● Consigne
Recopiez le texte de « Promenez-vous dans les » à « surtout de tout. » en changeant « bambins » en « gamins ».

● Texte fourni
Comment les enfants ont pris le pouvoir, dont on attend une traduction anglaise dans l'année, ne ménage pas les parents de ce qu'on croyait jusqu'ici incarner le paradis sur terre des familles. «Petits cons», «mal élevés» et, surtout, «déçus de la vie», tels sont les qualificatifs que les médias britanniques, chinois, français ou américains attribuent du coup aux enfants nés au pays des garderies et des longs congés parentaux payés. Mais que s'est-il donc passé? Nous avons interrogé l'auteur, David Eberhard, père de six enfants de 1 à 17 ans, pour comprendre. Il voit trois grandes causes à cette bien malencontreuse dérive.

1- Le pays de la philisophie parentale unique

Promenez-vous dans les rues de Stockholm. Vous verrez des bambins partout, certes (la Suède a l'un des plus hauts taux de natalité d'Europe), mais surtout des bambins impolis, exigeants, insolents. C'est souvent eux qui décident du menu du souper, carrément des vacances d'été, dénonce le psychiatre David Eberhard. Ils choisissent l'heure de leur coucher et ne tolèrent pas qu'on les habille. En gros, ce sont eux qui décident. De tout. Comme de rien. Mais surtout de tout.

Pourquoi? Si la Suède est reconnue comme une pionnière en matière de défense des droits des enfants, ces droits vont aujourd'hui très loin, dénonce le psychiatre. Avec la popularité d'auteurs comme le Dr Spock, Penelope Leach et surtout Jesper Juul, le père de l'écoute active («Jesper Juul, l'auteur de Competent Child, a une influence énorme sur les parents suédois»), les parents n'ont plus le droit de punir leurs enfants. «Et je ne parle même pas de châtiments corporels, souligne le psychiatre. Un père a envoyé son enfant dans sa chambre 20 minutes, et il a été traîné en cour. Si un enfant a un mauvais comportement, il est interdit socialement, en Suède, de l'envoyer dans sa chambre! » Résultat? «Les parents n'ont aucun moyen de dire non à leurs enfants, dit-il. Et c'est là qu'on déraille.»

● Entrées fournies

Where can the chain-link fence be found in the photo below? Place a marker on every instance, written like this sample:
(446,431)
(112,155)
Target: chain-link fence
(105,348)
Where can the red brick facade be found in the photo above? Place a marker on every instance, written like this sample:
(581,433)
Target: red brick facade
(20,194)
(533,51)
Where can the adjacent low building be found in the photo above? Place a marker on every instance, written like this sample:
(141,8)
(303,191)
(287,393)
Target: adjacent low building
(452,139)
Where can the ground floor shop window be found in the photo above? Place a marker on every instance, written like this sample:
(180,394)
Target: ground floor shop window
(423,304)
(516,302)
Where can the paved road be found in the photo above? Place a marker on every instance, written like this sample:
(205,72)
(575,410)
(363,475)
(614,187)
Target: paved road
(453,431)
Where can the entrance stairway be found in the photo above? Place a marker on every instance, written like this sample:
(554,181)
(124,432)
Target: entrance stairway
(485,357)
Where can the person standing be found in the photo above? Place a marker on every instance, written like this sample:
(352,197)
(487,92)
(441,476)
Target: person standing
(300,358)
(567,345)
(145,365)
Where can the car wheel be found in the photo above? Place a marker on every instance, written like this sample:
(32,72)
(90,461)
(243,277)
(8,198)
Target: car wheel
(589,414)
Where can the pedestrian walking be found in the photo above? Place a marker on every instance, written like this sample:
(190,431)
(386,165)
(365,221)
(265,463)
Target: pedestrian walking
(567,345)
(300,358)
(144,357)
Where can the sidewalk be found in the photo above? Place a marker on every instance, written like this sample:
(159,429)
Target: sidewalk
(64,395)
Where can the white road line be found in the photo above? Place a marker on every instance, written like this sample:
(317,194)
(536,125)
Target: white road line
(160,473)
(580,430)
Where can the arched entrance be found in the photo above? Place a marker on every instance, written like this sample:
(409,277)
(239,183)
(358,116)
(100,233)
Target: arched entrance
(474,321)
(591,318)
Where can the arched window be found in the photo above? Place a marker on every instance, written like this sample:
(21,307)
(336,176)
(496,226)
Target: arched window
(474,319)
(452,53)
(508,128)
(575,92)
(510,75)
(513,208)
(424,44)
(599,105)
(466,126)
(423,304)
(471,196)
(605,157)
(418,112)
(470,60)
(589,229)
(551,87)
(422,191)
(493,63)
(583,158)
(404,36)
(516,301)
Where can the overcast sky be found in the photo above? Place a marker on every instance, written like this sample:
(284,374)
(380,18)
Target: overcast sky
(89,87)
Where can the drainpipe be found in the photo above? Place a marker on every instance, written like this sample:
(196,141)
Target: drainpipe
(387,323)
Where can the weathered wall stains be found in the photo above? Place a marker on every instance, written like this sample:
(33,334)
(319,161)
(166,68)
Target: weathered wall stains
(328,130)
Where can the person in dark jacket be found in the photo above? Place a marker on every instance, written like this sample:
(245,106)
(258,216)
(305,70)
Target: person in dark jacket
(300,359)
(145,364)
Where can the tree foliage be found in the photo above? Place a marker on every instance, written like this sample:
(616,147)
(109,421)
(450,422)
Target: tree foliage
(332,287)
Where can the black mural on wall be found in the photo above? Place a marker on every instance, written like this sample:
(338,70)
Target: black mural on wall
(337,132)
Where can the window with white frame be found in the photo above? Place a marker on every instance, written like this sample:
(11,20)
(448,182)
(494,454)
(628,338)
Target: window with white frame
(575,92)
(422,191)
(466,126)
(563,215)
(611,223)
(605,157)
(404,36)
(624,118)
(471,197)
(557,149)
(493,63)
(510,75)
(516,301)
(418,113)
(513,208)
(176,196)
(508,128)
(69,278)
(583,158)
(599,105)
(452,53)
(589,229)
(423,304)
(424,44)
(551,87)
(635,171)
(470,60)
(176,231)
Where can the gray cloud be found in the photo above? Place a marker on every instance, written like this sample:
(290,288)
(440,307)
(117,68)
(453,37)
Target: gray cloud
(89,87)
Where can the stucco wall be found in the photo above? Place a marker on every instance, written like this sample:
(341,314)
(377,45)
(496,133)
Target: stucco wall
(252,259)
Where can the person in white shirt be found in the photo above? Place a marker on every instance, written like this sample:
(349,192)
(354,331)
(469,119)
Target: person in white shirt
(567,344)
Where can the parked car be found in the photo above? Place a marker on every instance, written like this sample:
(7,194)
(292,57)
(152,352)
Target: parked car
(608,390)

● Corrigé
Promenez-vous dans les rues de Stockholm. Vous verrez des gamins partout, certes (la Suède a l'un des plus hauts taux de natalité d'Europe), mais surtout des gamins impolis, exigeants, insolents. C'est souvent eux qui décident du menu du souper, carrément des vacances d'été, dénonce le psychiatre David Eberhard. Ils choisissent l'heure de leur coucher et ne tolèrent pas qu'on les habille. En gros, ce sont eux qui décident. De tout. Comme de rien. Mais surtout de tout.